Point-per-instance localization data
☆ ☆ ☆ ☆ ☆

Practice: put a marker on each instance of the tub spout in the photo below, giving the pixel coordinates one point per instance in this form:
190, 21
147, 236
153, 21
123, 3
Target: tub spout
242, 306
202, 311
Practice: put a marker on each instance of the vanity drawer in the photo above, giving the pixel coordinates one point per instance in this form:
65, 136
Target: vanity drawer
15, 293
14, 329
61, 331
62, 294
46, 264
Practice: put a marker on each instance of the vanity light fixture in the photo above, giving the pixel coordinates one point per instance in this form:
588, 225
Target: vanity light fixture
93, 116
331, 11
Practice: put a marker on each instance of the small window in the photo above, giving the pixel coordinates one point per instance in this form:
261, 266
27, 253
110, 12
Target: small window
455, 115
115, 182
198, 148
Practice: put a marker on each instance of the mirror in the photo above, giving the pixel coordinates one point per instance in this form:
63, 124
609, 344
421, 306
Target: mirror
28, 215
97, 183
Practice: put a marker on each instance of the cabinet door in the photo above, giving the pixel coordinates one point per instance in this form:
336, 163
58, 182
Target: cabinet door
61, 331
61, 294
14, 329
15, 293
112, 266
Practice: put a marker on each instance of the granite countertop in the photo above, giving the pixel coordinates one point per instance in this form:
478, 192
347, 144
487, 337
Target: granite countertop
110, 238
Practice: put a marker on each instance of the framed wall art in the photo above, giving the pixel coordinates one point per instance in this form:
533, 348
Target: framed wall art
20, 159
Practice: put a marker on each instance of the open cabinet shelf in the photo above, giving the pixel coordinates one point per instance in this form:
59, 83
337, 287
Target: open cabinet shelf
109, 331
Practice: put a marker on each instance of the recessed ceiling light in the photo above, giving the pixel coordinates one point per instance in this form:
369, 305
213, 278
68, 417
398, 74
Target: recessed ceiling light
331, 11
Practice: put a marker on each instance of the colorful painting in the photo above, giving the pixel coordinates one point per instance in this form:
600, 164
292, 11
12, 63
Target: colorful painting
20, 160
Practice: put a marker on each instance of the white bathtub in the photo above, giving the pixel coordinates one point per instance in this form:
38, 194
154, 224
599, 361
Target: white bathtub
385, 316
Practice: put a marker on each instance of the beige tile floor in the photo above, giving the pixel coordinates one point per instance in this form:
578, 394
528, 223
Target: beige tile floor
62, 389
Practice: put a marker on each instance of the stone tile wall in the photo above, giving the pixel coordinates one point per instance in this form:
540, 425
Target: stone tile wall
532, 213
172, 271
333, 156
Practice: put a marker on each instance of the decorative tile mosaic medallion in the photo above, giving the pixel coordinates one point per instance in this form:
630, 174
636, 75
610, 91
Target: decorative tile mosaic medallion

☆ ☆ ☆ ☆ ☆

What you should do: Please give the number of lines in the data above that hold "mosaic", and write nothing else.

Result of the exercise: 2